++++ Page text ++++
"This jar is full of stupid worthless things, but they’re worth something to me” - Miranda Harcourt.
On a clear, but cold Wellington afternoon, actor, director and now sought-after international acting coach, Miranda Harcourt sits in a patch of sunlight reflecting off the kitchen bench.
She's squeezed in a chat with Sonia Sly before racing off to teach at Toi Whakaari: New Zealand Drama School.
Harcourt has just finished wrapping The Changeover which she co-directed with husband Stuart McKenzie.
Based on Margaret Mahy’s novel, the film is due to be released in September and stars Melanie Lynskey, Timothy Spall, Nicholas Galitzine and newcomer Erana James.
But the reason I’ve come to visit her is to talk about her world of precious objects for the RNZ series, Just One Thing.
Objects hold plenty of sentimental value for Harcourt.
She pulls out a large glass jar containing what look to be nick-knacks on first sight.
There’s her first bikini (made of pink gingham) it’s scrunched up and now faded with age, her first ever cheque book from her university days and messages to and from the tooth fairy that belonged to her children.
++++ Dataset entries ++++
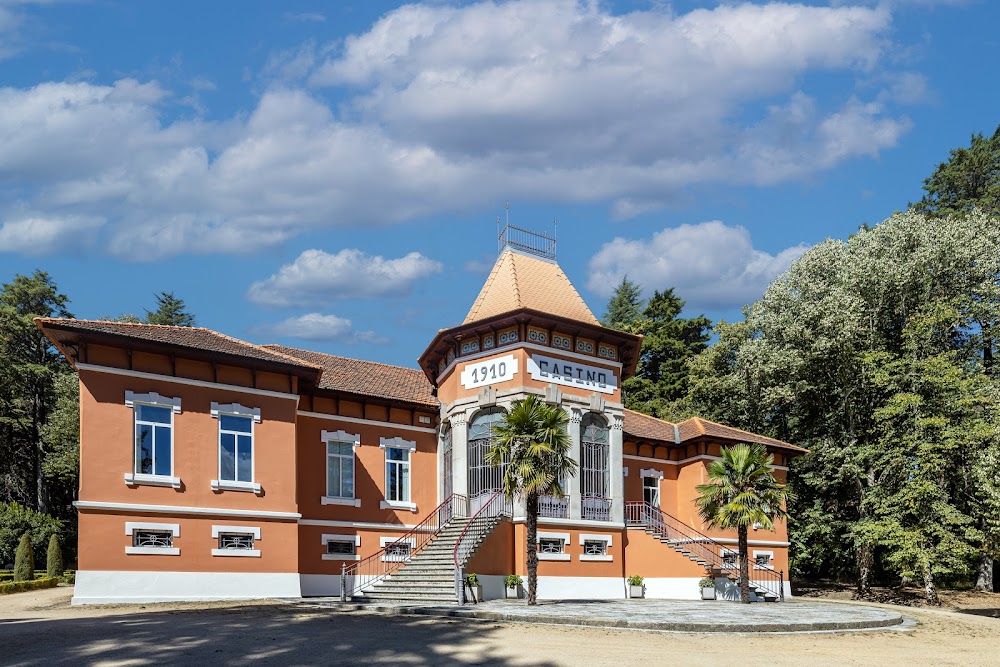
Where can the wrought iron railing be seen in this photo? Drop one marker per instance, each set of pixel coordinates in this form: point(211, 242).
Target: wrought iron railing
point(355, 577)
point(703, 547)
point(553, 507)
point(481, 523)
point(596, 508)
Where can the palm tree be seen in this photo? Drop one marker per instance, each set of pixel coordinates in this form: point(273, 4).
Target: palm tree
point(742, 492)
point(533, 441)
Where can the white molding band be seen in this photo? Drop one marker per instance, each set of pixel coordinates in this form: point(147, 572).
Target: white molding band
point(181, 509)
point(229, 485)
point(140, 479)
point(397, 505)
point(401, 527)
point(699, 457)
point(341, 437)
point(130, 526)
point(372, 422)
point(347, 502)
point(235, 409)
point(254, 530)
point(152, 398)
point(194, 383)
point(397, 443)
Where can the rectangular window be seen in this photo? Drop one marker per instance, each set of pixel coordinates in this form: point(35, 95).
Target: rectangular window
point(235, 448)
point(153, 440)
point(397, 474)
point(236, 541)
point(341, 548)
point(340, 470)
point(159, 539)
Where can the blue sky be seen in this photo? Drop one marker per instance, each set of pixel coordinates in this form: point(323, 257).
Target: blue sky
point(328, 175)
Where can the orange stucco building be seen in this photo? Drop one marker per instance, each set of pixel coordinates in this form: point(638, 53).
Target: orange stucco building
point(215, 468)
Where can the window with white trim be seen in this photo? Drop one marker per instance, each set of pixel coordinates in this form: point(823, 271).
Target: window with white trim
point(763, 559)
point(153, 446)
point(552, 546)
point(236, 541)
point(397, 471)
point(152, 539)
point(341, 547)
point(596, 547)
point(236, 445)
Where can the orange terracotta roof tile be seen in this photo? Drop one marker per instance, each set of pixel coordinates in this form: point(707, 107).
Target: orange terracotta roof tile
point(194, 338)
point(367, 378)
point(642, 426)
point(522, 281)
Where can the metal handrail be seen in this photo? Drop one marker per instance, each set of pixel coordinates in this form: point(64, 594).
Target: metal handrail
point(386, 560)
point(702, 546)
point(493, 510)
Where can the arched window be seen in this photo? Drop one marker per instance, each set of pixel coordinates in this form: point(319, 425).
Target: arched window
point(483, 478)
point(595, 479)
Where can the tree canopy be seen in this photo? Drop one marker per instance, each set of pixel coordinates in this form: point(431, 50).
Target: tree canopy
point(170, 310)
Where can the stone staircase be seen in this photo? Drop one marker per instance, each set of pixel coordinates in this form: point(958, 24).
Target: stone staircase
point(429, 576)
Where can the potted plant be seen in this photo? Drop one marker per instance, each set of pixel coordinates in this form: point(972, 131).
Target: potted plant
point(635, 587)
point(512, 586)
point(474, 588)
point(707, 585)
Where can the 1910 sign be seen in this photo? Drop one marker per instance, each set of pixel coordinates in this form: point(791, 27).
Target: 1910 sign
point(489, 371)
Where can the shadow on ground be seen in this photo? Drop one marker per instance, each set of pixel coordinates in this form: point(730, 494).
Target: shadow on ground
point(271, 635)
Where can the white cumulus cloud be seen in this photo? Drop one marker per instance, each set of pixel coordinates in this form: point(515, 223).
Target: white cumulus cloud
point(317, 278)
point(711, 265)
point(320, 328)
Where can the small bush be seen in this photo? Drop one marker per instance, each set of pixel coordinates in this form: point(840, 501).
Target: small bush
point(22, 586)
point(24, 560)
point(53, 561)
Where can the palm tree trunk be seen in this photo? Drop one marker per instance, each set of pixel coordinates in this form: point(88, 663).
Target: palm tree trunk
point(744, 566)
point(532, 522)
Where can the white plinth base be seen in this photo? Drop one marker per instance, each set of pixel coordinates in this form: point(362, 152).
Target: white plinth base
point(115, 587)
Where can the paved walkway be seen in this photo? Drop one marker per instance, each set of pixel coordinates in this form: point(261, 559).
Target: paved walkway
point(670, 615)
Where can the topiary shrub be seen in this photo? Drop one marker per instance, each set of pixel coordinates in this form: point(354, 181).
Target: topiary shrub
point(24, 560)
point(53, 561)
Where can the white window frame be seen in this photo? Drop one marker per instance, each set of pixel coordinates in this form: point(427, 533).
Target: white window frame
point(770, 558)
point(239, 530)
point(606, 557)
point(327, 537)
point(342, 437)
point(398, 443)
point(386, 541)
point(236, 410)
point(652, 473)
point(173, 528)
point(554, 536)
point(155, 400)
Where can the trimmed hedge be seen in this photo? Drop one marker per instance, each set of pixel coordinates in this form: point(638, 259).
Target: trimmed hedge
point(22, 586)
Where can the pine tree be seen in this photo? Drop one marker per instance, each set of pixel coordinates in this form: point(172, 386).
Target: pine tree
point(624, 307)
point(24, 560)
point(53, 559)
point(169, 310)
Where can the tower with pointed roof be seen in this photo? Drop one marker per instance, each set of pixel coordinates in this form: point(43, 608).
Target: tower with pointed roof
point(530, 333)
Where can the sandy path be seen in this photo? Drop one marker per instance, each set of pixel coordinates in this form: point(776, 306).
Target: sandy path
point(40, 628)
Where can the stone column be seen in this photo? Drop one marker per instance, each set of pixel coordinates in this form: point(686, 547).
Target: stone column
point(576, 483)
point(617, 476)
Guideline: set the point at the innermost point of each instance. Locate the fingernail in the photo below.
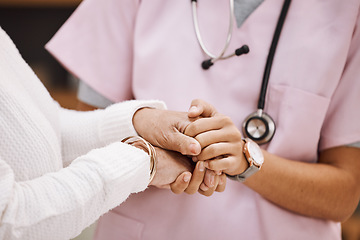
(212, 178)
(186, 178)
(201, 166)
(221, 182)
(195, 148)
(204, 187)
(193, 109)
(206, 164)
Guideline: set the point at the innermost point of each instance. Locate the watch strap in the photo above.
(243, 176)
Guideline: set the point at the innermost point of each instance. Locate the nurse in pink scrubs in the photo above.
(309, 182)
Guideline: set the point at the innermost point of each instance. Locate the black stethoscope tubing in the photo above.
(270, 58)
(258, 126)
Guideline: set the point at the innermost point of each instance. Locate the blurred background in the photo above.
(31, 24)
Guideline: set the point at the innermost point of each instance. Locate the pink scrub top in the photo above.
(148, 50)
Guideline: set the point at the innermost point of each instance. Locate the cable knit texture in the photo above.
(52, 185)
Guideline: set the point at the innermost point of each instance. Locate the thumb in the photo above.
(200, 108)
(184, 144)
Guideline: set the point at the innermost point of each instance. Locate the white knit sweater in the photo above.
(51, 185)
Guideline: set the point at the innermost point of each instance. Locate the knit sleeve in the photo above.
(60, 205)
(83, 131)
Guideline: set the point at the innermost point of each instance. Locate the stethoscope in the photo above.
(258, 126)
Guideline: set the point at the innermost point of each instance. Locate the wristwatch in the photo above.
(255, 158)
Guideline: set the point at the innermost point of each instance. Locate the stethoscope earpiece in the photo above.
(259, 127)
++++
▸ **Jobs**
• a. Please list every actor the Miranda Harcourt article names as starring in The Changeover.
• b. According to the Miranda Harcourt article, who co-directed The Changeover with Harcourt?

▸ **Set of answers**
• a. Melanie Lynskey, Timothy Spall, Nicholas Galitzine, Erana James

• b. Her husband, Stuart McKenzie.